Short problem 1:
Reproduce the Super Mario notebook from "return tmp_env" up to and including "plt.figure(figsize=(12,6))", substituting "episode_rewards" for every "reward_list".
Short problem 2:
Extend the Super Mario notebook, picking up right after its final line.

**** Passage shown

In [1]:
import sys
from itertools import count

import cv2
import gym_super_mario_bros
from gym.wrappers import Monitor
from gym_super_mario_bros.actions import SIMPLE_MOVEMENT, COMPLEX_MOVEMENT, RIGHT_ONLY
from nes_py.wrappers import JoypadSpace

import matplotlib.pyplot as plt
import numpy as np
import torch

from policy_agent import Agent
from wrappers import wrapper

In [2]:
# env settings
WORLD = 1
STAGE = 1
LEVEL_NAME = "SuperMarioBros-{}-{}-v0".format(WORLD, STAGE)
FRAME_DIM = (84, 84, 4)     # (120, 128, 4)  # original image size is 240x256
ACTION_SPACE = SIMPLE_MOVEMENT
RENDER_GAME = True
LOAD_MODEL = False
CHECKPOINT_INTERVAL = 100
MODEL_PATH = "./saved_models/policy_gradient_model_world1-1"  # to create a new model set it to ""

# training hyperparameters
TRAIN_MODEL = True
LEARNING_RATE = 0.000007
NUM_EPOCHS = 1_001
GAMMA = 0.99

LOG_INTERVAL = 1
PLOT_INTERVAL = 50
VIDEO_INTERVAL = 50

In [3]:
DEVICE = torch.device("cuda" if torch.cuda.is_available() else "cpu")
if torch.cuda.is_available():
    print(f"Available GPU: {torch.cuda.get_device_name(0)}")

Available GPU: GeForce GTX 1050 Ti with Max-Q Design


In [4]:
def create_environment():
    """Creates the environment, applies some wrappers and returns it."""
    tmp_env = gym_super_mario_bros.make(LEVEL_NAME)
    tmp_env = JoypadSpace(tmp_env, ACTION_SPACE)
    tmp_env = wrapper(tmp_env, FRAME_DIM)

    return tmp_env

In [5]:
def lazy_frame_to_tensor(lazy_frame):
    # pytorch expects the frames as height x width x depth
    return torch.from_numpy(
        np.expand_dims(np.asarray(lazy_frame).astype(np.float64).transpose((2, 1, 0)), axis=0)).float().to(DEVICE)


In [6]:
def plot_rewards(reward_list, reward_mean_history):
    plt.figure(figsize=(12,6))
    plt.plot(reward_list, "#b300ff", label = "Reward History")
    plt.plot(reward_mean_history, "#ff8c00", label = "Mean Reward History")
    plt.ylabel("Rewards", fontsize = 18)
    plt.xlabel("Episodes",fontsize = 18)
    plt.title("Reward Per Episode", fontsize = 18)
    plt.legend()
    plt.show()


In [7]:
def record_one_episode(agent, episode):
    tmp_env = gym_super_mario_bros.make(LEVEL_NAME)
    tmp_env = JoypadSpace(tmp_env, ACTION_SPACE)

********
**** Listed entries

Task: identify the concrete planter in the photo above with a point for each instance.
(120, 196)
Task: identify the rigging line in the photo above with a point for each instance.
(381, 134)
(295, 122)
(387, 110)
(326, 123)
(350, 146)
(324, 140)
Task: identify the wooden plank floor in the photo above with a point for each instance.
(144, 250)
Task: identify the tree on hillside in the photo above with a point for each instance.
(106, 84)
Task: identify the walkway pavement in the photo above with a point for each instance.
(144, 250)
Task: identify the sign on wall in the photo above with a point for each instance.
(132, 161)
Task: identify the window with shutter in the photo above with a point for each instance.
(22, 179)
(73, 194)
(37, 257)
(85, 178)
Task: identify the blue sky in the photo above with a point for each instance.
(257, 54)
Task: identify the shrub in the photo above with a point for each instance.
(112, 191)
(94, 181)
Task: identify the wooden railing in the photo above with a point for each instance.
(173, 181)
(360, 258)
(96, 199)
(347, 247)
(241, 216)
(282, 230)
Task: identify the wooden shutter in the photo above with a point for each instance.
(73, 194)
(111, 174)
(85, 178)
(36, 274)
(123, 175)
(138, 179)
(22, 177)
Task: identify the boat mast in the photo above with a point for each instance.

********

Task output 1:
return tmp_env

In [5]:
def lazy_frame_to_tensor(lazy_frame):
    # pytorch expects the frames as height x width x depth
    return torch.from_numpy(
        np.expand_dims(np.asarray(lazy_frame).astype(np.float64).transpose((2, 1, 0)), axis=0)).float().to(DEVICE)


In [6]:
def plot_rewards(episode_rewards, reward_mean_history):
    plt.figure(figsize=(12,6))

Task output 2:
    tmp_env = Monitor(tmp_env, './video/video-episode-{0:05d}'.format(episode), force=True)
    tmp_env = wrapper(tmp_env, FRAME_DIM)

    state = lazy_frame_to_tensor(tmp_env.reset())

    total_reward = 0
    while True:
        action, _ = agent.select_action_based_on_state(state)

        next_state, reward, done, info = tmp_env.step(action)
        next_state = lazy_frame_to_tensor(next_state)

        if done:
            break

        total_reward += reward

        state = next_state


In [8]:
env = create_environment()

agent = Agent(env.action_space.n, FRAME_DIM, LEARNING_RATE, GAMMA, DEVICE, MODEL_PATH)
if LOAD_MODEL:
    agent.load_model(model_path=MODEL_PATH)

if not TRAIN_MODEL:
    record_one_episode(agent)
    sys.exit()

In [9]:
reward_history = []
reward_mean_history = [0]

step_log_prob_history = []
step_reward_history = []

# save one example warped image for preview
state = env.reset()
cv2.imwrite("exampleImage.jpg", np.asarray(state))

for episode in range(1, NUM_EPOCHS):
    torch.cuda.memory_summary(device=None, abbreviated=False)
    state, last_reward = lazy_frame_to_tensor(env.reset()), 0
    if episode % 100 == 0:
        torch.cuda.empty_cache()
    for step in count():
        # perform an action
        action, log_prob = agent.select_action_based_on_state(state)
        step_log_prob_history.append(log_prob)
        # delete the last state to prevent memory overflow
        del state
        state, reward, done, info = env.step(action)

        if done and reward < 0:
            # if we died the reward will be less than zero
            step_reward_history.append(reward)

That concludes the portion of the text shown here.